What you will do =>
Render the lines from the one containing "In which part of the picture is the street" through the one containing "[245,163,255,174]", both included, as a JSON list of strings with one string per line and blank lines omitted.

Dataset =>
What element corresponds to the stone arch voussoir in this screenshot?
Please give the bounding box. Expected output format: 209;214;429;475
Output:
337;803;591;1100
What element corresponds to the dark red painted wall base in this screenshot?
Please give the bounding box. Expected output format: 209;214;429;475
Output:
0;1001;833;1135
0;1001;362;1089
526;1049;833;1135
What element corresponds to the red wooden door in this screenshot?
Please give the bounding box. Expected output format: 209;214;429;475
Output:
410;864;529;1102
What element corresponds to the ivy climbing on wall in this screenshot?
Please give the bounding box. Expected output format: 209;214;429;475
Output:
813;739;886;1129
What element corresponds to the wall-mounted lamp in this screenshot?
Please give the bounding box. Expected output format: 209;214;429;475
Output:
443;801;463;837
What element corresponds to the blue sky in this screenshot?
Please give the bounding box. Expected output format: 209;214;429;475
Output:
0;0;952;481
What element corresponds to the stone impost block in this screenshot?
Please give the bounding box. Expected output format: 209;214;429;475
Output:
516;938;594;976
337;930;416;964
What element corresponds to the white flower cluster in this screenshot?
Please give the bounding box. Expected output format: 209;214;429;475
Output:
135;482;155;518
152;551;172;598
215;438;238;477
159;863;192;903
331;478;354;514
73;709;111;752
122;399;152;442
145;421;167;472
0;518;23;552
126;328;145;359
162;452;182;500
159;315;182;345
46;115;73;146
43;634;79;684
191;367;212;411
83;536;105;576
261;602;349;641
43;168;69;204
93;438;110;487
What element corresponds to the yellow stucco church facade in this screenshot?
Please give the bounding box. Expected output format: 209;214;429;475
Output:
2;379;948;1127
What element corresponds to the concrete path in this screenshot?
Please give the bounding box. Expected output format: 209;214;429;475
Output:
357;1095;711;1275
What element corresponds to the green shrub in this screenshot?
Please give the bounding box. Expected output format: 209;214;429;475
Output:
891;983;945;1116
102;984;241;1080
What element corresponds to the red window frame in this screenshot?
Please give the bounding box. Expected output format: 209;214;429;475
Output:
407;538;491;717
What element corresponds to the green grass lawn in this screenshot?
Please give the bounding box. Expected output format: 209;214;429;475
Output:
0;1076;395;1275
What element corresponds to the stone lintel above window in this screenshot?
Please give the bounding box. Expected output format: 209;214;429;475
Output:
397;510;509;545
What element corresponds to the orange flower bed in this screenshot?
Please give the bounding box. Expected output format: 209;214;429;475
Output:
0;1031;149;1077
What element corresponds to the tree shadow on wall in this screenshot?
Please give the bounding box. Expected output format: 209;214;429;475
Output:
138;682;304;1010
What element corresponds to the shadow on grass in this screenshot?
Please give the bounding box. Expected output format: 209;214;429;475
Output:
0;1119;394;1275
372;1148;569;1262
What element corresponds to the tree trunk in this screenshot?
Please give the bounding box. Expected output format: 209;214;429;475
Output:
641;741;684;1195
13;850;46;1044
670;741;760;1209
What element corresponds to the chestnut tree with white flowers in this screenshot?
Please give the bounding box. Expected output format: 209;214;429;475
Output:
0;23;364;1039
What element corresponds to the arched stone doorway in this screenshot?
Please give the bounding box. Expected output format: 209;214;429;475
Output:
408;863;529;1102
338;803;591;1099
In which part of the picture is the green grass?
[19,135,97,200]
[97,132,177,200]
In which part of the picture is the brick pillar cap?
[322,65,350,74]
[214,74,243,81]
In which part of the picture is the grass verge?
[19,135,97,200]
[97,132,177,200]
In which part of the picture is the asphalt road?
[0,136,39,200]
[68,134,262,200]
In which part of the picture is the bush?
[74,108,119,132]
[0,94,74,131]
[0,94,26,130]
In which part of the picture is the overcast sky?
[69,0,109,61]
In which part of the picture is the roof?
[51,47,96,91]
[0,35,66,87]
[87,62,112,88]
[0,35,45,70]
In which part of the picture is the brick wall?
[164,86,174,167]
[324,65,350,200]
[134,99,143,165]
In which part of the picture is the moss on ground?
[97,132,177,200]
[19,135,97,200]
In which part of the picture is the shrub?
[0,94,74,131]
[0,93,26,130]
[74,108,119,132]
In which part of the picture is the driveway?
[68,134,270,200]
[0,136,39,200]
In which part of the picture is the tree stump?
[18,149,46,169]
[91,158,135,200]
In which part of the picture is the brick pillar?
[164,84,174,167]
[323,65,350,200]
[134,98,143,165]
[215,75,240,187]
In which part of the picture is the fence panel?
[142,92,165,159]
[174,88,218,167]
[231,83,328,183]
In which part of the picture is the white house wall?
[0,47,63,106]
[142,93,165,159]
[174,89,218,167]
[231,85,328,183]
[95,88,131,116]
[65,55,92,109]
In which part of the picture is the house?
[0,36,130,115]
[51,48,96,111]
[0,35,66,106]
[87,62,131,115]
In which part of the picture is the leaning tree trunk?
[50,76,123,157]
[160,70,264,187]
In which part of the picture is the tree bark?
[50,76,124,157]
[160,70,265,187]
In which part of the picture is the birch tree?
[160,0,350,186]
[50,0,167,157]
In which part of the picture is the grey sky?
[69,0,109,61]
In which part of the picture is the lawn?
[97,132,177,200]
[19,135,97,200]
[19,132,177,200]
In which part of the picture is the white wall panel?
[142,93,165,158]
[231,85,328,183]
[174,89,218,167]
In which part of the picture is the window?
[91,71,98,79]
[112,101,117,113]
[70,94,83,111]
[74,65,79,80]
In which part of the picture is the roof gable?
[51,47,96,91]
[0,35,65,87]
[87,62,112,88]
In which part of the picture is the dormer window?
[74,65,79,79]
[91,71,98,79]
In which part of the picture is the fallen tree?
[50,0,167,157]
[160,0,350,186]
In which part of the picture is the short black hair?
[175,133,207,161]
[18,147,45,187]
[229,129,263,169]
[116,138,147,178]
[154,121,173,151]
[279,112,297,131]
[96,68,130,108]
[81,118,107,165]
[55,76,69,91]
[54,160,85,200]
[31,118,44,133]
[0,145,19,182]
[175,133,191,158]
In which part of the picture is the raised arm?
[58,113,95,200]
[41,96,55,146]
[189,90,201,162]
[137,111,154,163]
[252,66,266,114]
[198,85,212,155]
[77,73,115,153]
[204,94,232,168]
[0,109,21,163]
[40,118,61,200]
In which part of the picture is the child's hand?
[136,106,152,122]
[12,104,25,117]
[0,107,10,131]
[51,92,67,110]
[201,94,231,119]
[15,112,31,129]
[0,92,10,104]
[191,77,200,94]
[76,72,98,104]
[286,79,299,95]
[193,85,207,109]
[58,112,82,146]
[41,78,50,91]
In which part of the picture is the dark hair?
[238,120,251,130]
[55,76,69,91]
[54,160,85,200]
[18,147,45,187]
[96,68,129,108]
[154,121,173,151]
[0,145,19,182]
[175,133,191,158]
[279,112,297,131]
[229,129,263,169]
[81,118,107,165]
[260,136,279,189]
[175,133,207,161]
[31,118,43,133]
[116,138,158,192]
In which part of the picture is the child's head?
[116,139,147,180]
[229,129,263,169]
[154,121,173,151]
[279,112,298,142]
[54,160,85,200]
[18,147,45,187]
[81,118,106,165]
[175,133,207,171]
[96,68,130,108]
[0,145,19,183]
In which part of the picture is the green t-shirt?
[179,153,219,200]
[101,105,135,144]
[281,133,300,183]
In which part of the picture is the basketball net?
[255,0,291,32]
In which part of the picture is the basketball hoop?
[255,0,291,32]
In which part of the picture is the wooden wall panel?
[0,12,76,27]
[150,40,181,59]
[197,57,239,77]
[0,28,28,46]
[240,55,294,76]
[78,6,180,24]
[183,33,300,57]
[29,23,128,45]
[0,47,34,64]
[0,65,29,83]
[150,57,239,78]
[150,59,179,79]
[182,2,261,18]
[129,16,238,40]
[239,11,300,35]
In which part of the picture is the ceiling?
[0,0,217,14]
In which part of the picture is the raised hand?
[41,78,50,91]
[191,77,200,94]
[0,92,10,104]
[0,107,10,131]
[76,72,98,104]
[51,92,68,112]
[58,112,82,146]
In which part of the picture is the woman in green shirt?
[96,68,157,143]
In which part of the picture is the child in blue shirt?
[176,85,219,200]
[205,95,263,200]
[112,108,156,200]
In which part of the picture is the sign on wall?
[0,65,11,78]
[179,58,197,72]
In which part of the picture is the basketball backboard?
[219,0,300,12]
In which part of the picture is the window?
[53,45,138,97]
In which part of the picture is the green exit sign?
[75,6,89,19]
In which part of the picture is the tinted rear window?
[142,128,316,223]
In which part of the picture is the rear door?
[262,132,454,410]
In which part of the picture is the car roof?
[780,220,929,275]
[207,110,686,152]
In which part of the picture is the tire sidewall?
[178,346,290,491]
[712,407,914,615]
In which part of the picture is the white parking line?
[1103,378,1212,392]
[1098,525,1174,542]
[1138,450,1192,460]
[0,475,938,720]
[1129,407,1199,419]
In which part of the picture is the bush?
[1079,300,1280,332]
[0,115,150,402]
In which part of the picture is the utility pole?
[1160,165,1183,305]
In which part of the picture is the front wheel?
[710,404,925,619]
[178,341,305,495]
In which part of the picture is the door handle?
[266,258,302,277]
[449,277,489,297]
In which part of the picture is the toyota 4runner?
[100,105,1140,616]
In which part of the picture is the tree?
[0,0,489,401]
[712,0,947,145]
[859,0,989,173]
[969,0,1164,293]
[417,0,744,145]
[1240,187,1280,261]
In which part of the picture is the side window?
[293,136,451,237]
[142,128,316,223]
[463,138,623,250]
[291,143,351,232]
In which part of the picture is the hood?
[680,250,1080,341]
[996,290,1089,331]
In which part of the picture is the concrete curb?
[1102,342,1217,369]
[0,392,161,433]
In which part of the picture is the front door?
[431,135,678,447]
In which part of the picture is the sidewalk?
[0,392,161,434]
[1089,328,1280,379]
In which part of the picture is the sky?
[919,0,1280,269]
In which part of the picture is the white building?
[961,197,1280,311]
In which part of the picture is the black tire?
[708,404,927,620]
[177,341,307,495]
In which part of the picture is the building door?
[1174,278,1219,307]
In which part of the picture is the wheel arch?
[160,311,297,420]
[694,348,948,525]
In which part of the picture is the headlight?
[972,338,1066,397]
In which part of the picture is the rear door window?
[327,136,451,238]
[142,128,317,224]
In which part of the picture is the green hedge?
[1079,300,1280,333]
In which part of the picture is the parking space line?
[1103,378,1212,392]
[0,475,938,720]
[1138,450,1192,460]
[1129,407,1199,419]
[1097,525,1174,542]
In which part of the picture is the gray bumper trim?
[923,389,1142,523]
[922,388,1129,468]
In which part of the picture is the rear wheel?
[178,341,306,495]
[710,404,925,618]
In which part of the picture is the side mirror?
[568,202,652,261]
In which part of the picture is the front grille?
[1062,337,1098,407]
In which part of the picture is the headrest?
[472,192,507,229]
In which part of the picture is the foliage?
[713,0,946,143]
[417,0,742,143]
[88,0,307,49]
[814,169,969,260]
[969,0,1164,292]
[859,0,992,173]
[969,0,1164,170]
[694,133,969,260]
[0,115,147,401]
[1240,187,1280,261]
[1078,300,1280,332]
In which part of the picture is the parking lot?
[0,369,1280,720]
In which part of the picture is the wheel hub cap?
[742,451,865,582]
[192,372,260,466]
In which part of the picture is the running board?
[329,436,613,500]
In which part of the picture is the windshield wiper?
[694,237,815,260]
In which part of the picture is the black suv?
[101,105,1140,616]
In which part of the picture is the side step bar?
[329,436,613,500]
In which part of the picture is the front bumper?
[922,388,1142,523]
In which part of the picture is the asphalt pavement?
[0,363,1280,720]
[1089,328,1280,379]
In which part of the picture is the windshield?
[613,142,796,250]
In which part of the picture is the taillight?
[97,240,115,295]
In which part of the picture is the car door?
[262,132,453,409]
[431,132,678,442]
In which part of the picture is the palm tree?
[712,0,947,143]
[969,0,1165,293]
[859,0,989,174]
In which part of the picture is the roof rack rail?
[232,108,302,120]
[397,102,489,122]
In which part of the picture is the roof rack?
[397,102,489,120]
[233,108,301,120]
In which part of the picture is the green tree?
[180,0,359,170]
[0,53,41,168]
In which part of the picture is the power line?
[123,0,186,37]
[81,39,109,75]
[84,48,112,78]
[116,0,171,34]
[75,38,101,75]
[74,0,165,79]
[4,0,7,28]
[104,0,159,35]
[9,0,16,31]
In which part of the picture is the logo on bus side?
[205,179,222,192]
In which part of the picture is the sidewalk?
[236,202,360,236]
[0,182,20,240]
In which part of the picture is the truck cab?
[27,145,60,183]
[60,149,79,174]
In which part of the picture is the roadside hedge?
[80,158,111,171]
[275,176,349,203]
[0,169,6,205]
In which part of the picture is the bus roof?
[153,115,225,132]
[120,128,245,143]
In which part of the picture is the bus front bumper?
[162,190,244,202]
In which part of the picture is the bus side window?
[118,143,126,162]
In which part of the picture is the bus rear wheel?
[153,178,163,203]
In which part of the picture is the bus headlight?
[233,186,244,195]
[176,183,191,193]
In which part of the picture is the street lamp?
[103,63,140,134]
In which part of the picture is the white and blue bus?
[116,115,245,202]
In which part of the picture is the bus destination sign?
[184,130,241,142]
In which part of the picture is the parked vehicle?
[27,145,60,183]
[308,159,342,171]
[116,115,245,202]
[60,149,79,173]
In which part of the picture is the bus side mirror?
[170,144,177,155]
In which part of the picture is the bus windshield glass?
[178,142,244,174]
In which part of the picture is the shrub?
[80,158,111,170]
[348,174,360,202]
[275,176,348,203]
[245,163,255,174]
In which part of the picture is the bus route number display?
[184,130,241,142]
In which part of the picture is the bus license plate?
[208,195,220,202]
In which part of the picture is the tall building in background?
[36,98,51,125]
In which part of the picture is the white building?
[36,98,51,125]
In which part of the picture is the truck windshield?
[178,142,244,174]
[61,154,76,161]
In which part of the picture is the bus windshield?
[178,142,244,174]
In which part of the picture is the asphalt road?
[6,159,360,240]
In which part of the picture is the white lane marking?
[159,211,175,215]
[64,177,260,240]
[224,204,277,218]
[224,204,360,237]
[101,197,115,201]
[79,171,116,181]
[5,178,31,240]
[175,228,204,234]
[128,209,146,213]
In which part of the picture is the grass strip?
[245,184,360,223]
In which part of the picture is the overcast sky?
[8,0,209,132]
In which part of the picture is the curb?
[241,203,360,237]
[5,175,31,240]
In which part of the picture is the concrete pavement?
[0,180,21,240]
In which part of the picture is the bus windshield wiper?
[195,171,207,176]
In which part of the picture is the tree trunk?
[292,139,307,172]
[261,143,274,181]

Complete answer =>
[
  "In which part of the picture is the street lamp?",
  "[103,63,140,134]",
  "In which part of the picture is the white and blue bus?",
  "[116,115,245,202]",
  "In which part of the picture is the bus destination sign?",
  "[184,130,241,142]",
  "In which part of the picture is the parked vehicle?",
  "[27,145,60,183]",
  "[308,159,342,171]",
  "[116,115,245,202]",
  "[60,149,79,173]",
  "In which part of the picture is the bus side mirror?",
  "[170,144,177,155]",
  "In which part of the picture is the bus windshield glass?",
  "[178,142,244,174]",
  "In which part of the picture is the shrub?",
  "[80,158,111,170]",
  "[348,174,360,202]",
  "[275,176,348,203]",
  "[245,163,255,174]"
]